**Short exercise:**
Copy every line from the start of the entries down to and including the line containing "91), (73, 85)]", keeping each one unchanged.

[Segmentation labeling items]

start

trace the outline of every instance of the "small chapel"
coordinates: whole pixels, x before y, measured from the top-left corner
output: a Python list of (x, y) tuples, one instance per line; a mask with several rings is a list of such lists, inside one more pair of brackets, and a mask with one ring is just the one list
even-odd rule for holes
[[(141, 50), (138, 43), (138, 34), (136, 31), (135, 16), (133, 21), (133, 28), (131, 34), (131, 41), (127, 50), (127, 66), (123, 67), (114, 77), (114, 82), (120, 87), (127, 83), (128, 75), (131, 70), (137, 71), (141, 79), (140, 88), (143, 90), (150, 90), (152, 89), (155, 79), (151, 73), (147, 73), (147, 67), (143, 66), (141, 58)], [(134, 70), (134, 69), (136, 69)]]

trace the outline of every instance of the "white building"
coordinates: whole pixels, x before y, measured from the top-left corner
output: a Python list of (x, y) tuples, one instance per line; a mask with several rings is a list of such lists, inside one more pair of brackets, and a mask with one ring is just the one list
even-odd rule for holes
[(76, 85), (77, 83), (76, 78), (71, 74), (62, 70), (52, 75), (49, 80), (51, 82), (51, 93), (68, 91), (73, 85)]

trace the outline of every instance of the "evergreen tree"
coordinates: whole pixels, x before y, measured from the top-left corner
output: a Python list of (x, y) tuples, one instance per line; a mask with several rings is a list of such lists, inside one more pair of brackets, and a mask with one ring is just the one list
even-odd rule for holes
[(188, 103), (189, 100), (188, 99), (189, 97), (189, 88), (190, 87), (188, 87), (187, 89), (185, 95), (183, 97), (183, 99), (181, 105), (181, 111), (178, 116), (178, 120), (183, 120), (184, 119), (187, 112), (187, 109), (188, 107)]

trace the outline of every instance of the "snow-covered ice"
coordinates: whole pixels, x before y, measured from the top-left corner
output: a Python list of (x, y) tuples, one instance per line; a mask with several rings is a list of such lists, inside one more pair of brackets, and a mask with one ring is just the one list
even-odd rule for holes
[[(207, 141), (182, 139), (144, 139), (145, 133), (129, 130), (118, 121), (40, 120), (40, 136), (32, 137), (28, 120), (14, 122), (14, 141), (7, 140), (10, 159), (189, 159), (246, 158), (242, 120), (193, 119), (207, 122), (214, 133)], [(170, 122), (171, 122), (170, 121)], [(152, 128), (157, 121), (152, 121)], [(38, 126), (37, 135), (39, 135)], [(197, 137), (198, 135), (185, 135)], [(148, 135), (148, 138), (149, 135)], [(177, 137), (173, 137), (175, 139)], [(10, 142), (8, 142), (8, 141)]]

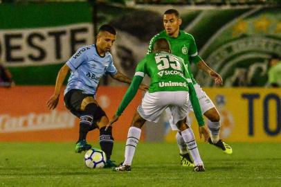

end

**Exercise answer:**
trace the outline of every instance of the "small chapel"
coordinates: whole pixels, x before y, measured from the top-left corner
output: a Python list of (x, y) tuples, one instance per line; a mask with several rings is a list of such lists, inside one more pair of brackets, and a mask with one ring is just the one list
even-odd rule for holes
[[(141, 50), (138, 43), (138, 34), (136, 31), (135, 16), (133, 21), (133, 28), (131, 34), (131, 41), (127, 50), (127, 66), (123, 67), (114, 77), (114, 82), (120, 87), (127, 83), (128, 75), (131, 70), (137, 71), (141, 79), (140, 88), (143, 90), (150, 90), (152, 89), (155, 79), (151, 73), (147, 73), (147, 67), (143, 66), (141, 58)], [(134, 70), (134, 69), (136, 69)]]

trace the outline of every instance of the "white building"
coordinates: whole pixels, x before y, measured from the top-left corner
output: a Python list of (x, y) tuples, one instance per line; a mask with several rings is a list of such lists, inside one more pair of brackets, and a mask with one ring is just the one list
even-odd rule for holes
[(76, 85), (77, 83), (76, 78), (71, 74), (62, 70), (52, 75), (49, 80), (51, 82), (51, 93), (68, 91), (73, 85)]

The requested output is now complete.